TASK: Could you repeat exactly the lines below, from the line containing "Target: fence wire mesh" through the last one, both included, while leaving out any pictures?
Segment Start: SUPPLIED MATERIAL
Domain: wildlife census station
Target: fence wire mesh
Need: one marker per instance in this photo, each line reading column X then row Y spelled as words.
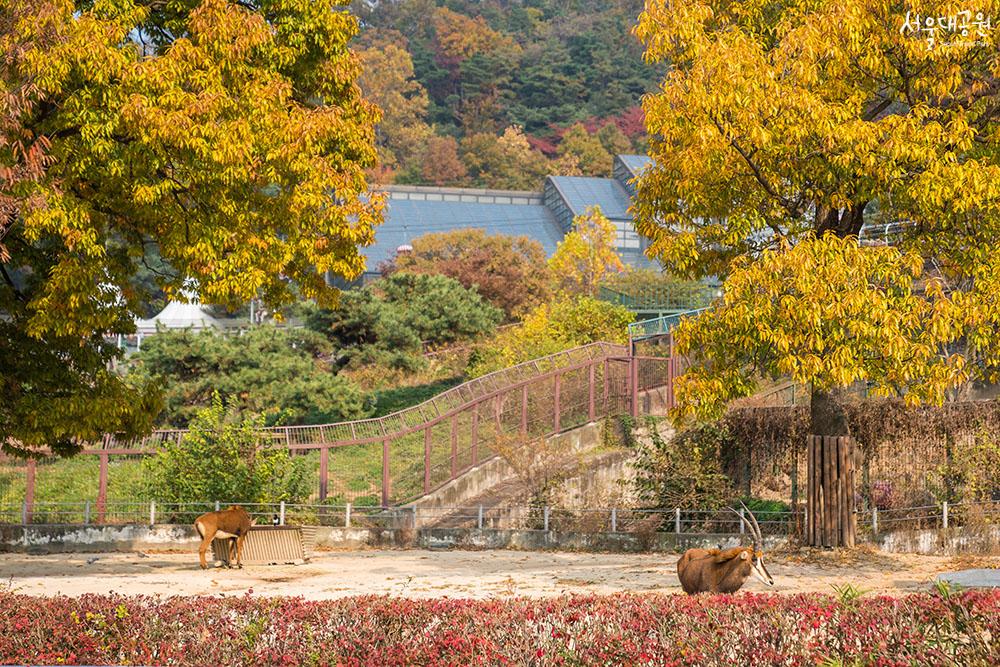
column 382, row 461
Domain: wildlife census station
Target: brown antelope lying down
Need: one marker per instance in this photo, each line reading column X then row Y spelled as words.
column 233, row 523
column 724, row 570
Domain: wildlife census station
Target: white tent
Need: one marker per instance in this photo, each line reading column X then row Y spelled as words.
column 177, row 315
Segment End: SUPPLIED MATERIAL
FINISHED TASK:
Target: fence wire mesh
Need: one marker per instance in this photo, each line reading column X then row Y spelled as words.
column 382, row 461
Domain: wildlife census station
Target: brown antelope lying down
Need: one marker per instance in this photo, each line reading column X then row Y spelled as words.
column 233, row 523
column 724, row 570
Domain: wildlife census station
Target: white tent
Need: one marker per instance in this photo, each line reading column X then row Y spelled as words.
column 177, row 315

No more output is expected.